§ Exercise: Copy out, word for word, the lines of the listing below that run from the line containing "Annotate the television" through the final line of the listing.

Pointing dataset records
▽
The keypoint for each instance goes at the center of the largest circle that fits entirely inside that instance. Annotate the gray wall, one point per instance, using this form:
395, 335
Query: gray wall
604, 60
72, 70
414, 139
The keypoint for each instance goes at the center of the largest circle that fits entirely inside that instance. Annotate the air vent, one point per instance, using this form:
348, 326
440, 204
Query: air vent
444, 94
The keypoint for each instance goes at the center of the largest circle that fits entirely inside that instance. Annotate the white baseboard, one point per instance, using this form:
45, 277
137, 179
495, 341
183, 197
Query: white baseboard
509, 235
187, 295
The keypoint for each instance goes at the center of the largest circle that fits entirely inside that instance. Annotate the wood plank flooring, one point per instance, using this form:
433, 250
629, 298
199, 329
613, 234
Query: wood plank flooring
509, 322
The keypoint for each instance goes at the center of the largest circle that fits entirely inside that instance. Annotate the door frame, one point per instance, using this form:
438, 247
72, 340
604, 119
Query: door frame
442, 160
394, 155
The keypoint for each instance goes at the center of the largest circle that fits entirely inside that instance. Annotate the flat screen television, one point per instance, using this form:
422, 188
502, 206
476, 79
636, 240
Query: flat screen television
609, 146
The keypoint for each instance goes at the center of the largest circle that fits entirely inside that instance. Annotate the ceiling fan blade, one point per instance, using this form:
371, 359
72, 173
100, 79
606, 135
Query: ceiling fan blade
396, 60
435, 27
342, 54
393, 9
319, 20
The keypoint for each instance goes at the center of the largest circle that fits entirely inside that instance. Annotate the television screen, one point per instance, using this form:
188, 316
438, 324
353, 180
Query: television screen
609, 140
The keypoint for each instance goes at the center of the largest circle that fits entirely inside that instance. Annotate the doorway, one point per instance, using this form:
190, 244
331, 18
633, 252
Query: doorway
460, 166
△
§ The result:
The keypoint for each instance goes at the center of the largest circle that fits entirely inside that instance. Annotate the television screen, one point per instance, using this form:
188, 316
438, 324
353, 180
Query: television screen
609, 140
The keypoint for each instance goes at the center of the largest circle that fits entirely inside that instance. Annotate the doorway, one point per instance, using this form:
190, 244
331, 18
633, 252
Query: doorway
460, 166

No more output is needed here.